# [ACTIVITY]
Your answer must consist of every line from the data below that includes the word "road".

Collected data
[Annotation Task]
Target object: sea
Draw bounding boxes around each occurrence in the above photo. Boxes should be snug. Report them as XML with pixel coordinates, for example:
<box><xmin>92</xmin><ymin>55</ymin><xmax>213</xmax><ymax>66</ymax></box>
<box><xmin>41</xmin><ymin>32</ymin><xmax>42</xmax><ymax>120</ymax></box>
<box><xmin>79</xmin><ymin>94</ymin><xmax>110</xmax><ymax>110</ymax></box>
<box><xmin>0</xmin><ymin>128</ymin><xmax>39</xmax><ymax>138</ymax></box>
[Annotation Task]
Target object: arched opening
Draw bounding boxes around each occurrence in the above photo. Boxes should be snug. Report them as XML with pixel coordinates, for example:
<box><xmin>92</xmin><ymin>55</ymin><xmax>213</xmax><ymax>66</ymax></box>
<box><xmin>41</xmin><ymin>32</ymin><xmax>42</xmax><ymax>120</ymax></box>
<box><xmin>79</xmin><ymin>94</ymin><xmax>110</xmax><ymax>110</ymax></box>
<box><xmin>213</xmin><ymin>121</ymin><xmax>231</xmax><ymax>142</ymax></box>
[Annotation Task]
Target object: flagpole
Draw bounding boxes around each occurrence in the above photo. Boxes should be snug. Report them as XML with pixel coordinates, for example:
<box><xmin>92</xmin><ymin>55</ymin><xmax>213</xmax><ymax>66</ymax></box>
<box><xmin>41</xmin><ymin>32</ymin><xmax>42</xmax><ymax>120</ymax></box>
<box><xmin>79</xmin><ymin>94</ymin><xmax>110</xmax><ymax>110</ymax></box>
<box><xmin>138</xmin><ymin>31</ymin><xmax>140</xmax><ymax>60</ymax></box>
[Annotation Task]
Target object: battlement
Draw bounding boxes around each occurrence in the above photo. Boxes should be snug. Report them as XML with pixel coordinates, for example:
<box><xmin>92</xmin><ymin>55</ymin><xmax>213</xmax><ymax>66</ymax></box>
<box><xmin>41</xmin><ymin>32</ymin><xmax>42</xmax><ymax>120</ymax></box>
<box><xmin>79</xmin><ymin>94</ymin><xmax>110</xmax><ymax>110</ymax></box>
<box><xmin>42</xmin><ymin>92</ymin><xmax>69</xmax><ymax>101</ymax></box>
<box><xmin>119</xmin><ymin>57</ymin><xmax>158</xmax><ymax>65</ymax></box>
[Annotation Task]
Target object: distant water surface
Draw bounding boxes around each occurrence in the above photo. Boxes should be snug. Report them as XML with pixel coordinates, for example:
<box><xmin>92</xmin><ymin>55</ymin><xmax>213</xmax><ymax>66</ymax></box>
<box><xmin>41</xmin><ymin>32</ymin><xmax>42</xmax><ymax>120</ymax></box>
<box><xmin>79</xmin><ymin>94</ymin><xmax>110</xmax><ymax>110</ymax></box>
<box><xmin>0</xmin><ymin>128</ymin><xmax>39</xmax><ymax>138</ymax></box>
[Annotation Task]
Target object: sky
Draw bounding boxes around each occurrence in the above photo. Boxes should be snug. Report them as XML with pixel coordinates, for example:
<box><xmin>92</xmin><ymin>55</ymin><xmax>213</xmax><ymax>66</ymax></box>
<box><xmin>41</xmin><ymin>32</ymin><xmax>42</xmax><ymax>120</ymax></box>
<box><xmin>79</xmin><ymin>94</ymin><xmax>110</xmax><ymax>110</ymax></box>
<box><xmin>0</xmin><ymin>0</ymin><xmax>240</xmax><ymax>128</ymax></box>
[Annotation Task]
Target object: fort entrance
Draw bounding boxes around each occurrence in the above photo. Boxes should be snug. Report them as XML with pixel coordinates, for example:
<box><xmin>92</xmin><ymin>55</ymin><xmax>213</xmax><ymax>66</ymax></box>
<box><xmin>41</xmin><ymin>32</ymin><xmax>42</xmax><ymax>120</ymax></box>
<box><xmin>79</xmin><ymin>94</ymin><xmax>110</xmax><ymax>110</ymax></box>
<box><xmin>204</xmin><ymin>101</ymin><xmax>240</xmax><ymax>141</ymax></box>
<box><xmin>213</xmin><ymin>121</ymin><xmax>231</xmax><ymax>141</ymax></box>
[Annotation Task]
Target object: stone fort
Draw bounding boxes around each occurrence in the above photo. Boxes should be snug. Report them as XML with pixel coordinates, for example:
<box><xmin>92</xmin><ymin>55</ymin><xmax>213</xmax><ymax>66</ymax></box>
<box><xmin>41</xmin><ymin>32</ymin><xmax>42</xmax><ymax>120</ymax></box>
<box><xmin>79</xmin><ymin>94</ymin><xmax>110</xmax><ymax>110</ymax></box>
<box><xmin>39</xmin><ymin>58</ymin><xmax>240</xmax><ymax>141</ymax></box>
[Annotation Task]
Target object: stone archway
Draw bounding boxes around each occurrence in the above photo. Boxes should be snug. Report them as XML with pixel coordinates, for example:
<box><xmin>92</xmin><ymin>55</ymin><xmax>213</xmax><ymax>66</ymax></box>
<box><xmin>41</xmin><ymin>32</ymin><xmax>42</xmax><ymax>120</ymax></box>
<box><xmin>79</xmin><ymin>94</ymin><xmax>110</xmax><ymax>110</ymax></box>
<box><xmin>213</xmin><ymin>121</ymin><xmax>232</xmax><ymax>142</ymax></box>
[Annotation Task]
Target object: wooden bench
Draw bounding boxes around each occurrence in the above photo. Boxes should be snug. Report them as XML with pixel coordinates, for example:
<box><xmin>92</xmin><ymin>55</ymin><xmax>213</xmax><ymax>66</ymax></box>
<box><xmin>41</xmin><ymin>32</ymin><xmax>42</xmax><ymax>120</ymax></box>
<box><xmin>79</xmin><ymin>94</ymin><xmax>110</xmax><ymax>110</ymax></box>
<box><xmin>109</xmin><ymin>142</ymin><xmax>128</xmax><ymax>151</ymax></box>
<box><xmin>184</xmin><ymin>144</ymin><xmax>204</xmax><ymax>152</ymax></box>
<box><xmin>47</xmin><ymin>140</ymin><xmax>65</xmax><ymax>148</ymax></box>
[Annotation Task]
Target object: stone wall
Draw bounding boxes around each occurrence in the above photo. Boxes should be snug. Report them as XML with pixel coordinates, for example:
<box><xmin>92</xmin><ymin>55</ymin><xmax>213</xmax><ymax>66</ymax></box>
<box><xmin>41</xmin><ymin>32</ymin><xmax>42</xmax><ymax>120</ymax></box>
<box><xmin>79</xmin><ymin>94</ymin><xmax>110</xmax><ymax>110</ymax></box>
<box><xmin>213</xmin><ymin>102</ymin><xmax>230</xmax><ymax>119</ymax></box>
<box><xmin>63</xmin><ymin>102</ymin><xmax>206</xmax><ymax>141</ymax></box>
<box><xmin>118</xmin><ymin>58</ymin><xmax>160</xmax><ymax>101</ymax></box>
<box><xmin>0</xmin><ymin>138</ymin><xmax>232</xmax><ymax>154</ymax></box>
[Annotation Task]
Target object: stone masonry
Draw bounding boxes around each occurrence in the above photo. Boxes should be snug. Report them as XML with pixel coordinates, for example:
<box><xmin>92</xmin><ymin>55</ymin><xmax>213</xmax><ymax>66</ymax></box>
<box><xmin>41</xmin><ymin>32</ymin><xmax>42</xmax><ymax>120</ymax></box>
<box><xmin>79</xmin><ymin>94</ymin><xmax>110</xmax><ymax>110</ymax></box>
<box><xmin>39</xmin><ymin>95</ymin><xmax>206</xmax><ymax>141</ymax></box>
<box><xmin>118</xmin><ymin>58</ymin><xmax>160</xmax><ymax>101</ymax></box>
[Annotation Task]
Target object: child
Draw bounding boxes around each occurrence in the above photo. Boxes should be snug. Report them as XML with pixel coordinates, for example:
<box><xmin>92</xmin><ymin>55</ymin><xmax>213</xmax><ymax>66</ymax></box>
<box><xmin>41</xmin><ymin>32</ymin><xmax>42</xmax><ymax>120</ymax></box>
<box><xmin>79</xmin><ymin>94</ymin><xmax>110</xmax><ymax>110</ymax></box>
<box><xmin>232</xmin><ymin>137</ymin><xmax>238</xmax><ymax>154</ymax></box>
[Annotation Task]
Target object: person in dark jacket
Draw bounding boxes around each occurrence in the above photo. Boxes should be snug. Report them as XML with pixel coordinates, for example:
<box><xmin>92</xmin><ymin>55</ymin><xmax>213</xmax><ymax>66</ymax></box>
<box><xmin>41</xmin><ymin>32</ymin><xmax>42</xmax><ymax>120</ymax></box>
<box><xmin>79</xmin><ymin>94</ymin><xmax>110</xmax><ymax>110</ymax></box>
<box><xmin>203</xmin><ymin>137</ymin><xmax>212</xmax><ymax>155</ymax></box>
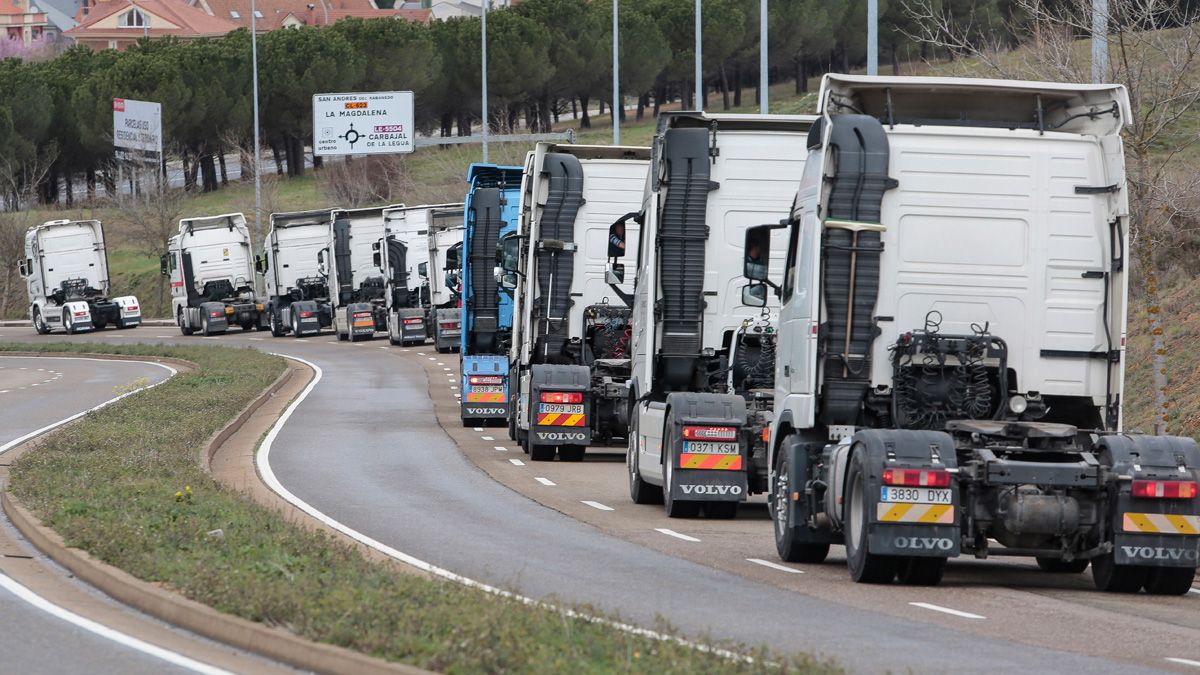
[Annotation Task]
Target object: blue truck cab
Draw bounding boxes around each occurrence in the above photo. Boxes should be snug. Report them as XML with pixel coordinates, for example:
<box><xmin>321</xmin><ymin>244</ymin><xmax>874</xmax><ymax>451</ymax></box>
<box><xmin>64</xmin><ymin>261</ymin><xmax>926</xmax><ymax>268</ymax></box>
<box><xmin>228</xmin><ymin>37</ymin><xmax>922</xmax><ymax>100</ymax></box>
<box><xmin>460</xmin><ymin>163</ymin><xmax>523</xmax><ymax>426</ymax></box>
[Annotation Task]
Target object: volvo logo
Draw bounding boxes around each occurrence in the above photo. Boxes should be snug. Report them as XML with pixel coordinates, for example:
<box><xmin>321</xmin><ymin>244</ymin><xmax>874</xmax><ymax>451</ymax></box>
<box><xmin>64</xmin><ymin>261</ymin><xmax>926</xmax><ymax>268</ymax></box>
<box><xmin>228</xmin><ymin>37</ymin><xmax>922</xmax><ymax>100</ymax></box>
<box><xmin>536</xmin><ymin>431</ymin><xmax>587</xmax><ymax>442</ymax></box>
<box><xmin>1121</xmin><ymin>546</ymin><xmax>1199</xmax><ymax>562</ymax></box>
<box><xmin>893</xmin><ymin>536</ymin><xmax>954</xmax><ymax>551</ymax></box>
<box><xmin>680</xmin><ymin>484</ymin><xmax>743</xmax><ymax>496</ymax></box>
<box><xmin>465</xmin><ymin>407</ymin><xmax>505</xmax><ymax>415</ymax></box>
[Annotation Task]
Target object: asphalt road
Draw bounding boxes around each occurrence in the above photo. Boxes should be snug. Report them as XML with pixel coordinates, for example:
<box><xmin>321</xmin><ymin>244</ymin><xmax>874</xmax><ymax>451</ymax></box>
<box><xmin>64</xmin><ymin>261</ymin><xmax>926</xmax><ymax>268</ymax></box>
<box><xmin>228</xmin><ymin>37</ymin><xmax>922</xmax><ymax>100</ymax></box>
<box><xmin>2</xmin><ymin>326</ymin><xmax>1197</xmax><ymax>673</ymax></box>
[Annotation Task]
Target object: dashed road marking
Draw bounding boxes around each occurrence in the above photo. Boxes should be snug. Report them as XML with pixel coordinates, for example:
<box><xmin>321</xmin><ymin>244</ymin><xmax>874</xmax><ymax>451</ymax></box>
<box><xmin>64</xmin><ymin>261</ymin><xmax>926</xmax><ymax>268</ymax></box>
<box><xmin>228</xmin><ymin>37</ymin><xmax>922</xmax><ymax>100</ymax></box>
<box><xmin>327</xmin><ymin>341</ymin><xmax>339</xmax><ymax>344</ymax></box>
<box><xmin>582</xmin><ymin>500</ymin><xmax>614</xmax><ymax>511</ymax></box>
<box><xmin>493</xmin><ymin>446</ymin><xmax>509</xmax><ymax>452</ymax></box>
<box><xmin>535</xmin><ymin>477</ymin><xmax>555</xmax><ymax>486</ymax></box>
<box><xmin>481</xmin><ymin>435</ymin><xmax>494</xmax><ymax>441</ymax></box>
<box><xmin>428</xmin><ymin>357</ymin><xmax>437</xmax><ymax>361</ymax></box>
<box><xmin>746</xmin><ymin>558</ymin><xmax>805</xmax><ymax>574</ymax></box>
<box><xmin>655</xmin><ymin>528</ymin><xmax>700</xmax><ymax>542</ymax></box>
<box><xmin>248</xmin><ymin>337</ymin><xmax>264</xmax><ymax>341</ymax></box>
<box><xmin>509</xmin><ymin>458</ymin><xmax>525</xmax><ymax>466</ymax></box>
<box><xmin>909</xmin><ymin>602</ymin><xmax>985</xmax><ymax>620</ymax></box>
<box><xmin>155</xmin><ymin>335</ymin><xmax>172</xmax><ymax>338</ymax></box>
<box><xmin>1189</xmin><ymin>587</ymin><xmax>1200</xmax><ymax>596</ymax></box>
<box><xmin>473</xmin><ymin>427</ymin><xmax>484</xmax><ymax>432</ymax></box>
<box><xmin>436</xmin><ymin>362</ymin><xmax>445</xmax><ymax>366</ymax></box>
<box><xmin>378</xmin><ymin>346</ymin><xmax>388</xmax><ymax>350</ymax></box>
<box><xmin>1167</xmin><ymin>658</ymin><xmax>1200</xmax><ymax>668</ymax></box>
<box><xmin>450</xmin><ymin>386</ymin><xmax>458</xmax><ymax>390</ymax></box>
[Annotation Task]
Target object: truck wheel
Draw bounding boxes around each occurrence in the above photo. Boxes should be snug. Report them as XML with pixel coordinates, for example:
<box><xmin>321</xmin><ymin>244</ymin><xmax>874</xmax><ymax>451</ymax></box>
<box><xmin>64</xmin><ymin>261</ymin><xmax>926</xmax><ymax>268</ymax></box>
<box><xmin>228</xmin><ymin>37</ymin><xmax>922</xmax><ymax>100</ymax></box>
<box><xmin>178</xmin><ymin>310</ymin><xmax>194</xmax><ymax>336</ymax></box>
<box><xmin>1092</xmin><ymin>551</ymin><xmax>1148</xmax><ymax>593</ymax></box>
<box><xmin>93</xmin><ymin>318</ymin><xmax>107</xmax><ymax>331</ymax></box>
<box><xmin>1035</xmin><ymin>557</ymin><xmax>1089</xmax><ymax>574</ymax></box>
<box><xmin>62</xmin><ymin>308</ymin><xmax>78</xmax><ymax>335</ymax></box>
<box><xmin>507</xmin><ymin>413</ymin><xmax>518</xmax><ymax>441</ymax></box>
<box><xmin>240</xmin><ymin>322</ymin><xmax>254</xmax><ymax>331</ymax></box>
<box><xmin>291</xmin><ymin>312</ymin><xmax>303</xmax><ymax>338</ymax></box>
<box><xmin>527</xmin><ymin>434</ymin><xmax>556</xmax><ymax>462</ymax></box>
<box><xmin>663</xmin><ymin>424</ymin><xmax>700</xmax><ymax>518</ymax></box>
<box><xmin>772</xmin><ymin>449</ymin><xmax>830</xmax><ymax>563</ymax></box>
<box><xmin>1142</xmin><ymin>566</ymin><xmax>1195</xmax><ymax>595</ymax></box>
<box><xmin>897</xmin><ymin>557</ymin><xmax>946</xmax><ymax>586</ymax></box>
<box><xmin>558</xmin><ymin>445</ymin><xmax>586</xmax><ymax>462</ymax></box>
<box><xmin>201</xmin><ymin>314</ymin><xmax>214</xmax><ymax>337</ymax></box>
<box><xmin>33</xmin><ymin>308</ymin><xmax>50</xmax><ymax>335</ymax></box>
<box><xmin>269</xmin><ymin>309</ymin><xmax>286</xmax><ymax>338</ymax></box>
<box><xmin>628</xmin><ymin>417</ymin><xmax>664</xmax><ymax>504</ymax></box>
<box><xmin>845</xmin><ymin>452</ymin><xmax>898</xmax><ymax>584</ymax></box>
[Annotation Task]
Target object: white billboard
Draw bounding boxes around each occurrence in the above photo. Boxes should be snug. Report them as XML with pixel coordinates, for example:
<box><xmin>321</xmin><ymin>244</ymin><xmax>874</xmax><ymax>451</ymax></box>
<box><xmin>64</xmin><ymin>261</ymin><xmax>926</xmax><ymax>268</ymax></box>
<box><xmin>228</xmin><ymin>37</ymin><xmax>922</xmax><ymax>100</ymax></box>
<box><xmin>112</xmin><ymin>98</ymin><xmax>163</xmax><ymax>163</ymax></box>
<box><xmin>313</xmin><ymin>91</ymin><xmax>415</xmax><ymax>157</ymax></box>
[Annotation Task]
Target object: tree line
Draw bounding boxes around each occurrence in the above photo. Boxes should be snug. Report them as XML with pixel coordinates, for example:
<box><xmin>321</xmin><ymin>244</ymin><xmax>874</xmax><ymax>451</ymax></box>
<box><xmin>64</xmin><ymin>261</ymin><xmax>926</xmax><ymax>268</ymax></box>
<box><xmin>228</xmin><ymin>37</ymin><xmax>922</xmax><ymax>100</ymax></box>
<box><xmin>0</xmin><ymin>0</ymin><xmax>1165</xmax><ymax>207</ymax></box>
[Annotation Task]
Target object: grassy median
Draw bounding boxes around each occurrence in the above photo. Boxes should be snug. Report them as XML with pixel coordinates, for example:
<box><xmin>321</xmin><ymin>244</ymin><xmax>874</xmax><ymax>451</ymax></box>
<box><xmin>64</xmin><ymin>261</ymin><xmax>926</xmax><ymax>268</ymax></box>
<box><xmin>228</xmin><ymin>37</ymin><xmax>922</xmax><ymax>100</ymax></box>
<box><xmin>1</xmin><ymin>343</ymin><xmax>835</xmax><ymax>674</ymax></box>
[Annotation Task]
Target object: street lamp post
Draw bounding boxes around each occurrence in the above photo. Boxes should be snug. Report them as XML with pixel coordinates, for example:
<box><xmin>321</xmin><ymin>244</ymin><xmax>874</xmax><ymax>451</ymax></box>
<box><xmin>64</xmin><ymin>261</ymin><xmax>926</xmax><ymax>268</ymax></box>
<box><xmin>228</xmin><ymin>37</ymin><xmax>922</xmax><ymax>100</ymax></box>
<box><xmin>1092</xmin><ymin>0</ymin><xmax>1108</xmax><ymax>83</ymax></box>
<box><xmin>759</xmin><ymin>0</ymin><xmax>767</xmax><ymax>114</ymax></box>
<box><xmin>613</xmin><ymin>0</ymin><xmax>619</xmax><ymax>145</ymax></box>
<box><xmin>867</xmin><ymin>0</ymin><xmax>878</xmax><ymax>76</ymax></box>
<box><xmin>694</xmin><ymin>0</ymin><xmax>702</xmax><ymax>110</ymax></box>
<box><xmin>481</xmin><ymin>0</ymin><xmax>489</xmax><ymax>163</ymax></box>
<box><xmin>251</xmin><ymin>0</ymin><xmax>261</xmax><ymax>240</ymax></box>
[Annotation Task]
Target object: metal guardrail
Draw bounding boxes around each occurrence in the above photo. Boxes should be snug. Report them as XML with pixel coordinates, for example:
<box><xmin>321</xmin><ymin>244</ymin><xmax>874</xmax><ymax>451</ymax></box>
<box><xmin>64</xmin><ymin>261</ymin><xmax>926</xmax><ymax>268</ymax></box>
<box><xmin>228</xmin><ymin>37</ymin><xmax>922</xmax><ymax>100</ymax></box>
<box><xmin>414</xmin><ymin>129</ymin><xmax>576</xmax><ymax>148</ymax></box>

# [SOLUTION TO THE EXERCISE]
Target object: asphalt road
Target object: dashed road marking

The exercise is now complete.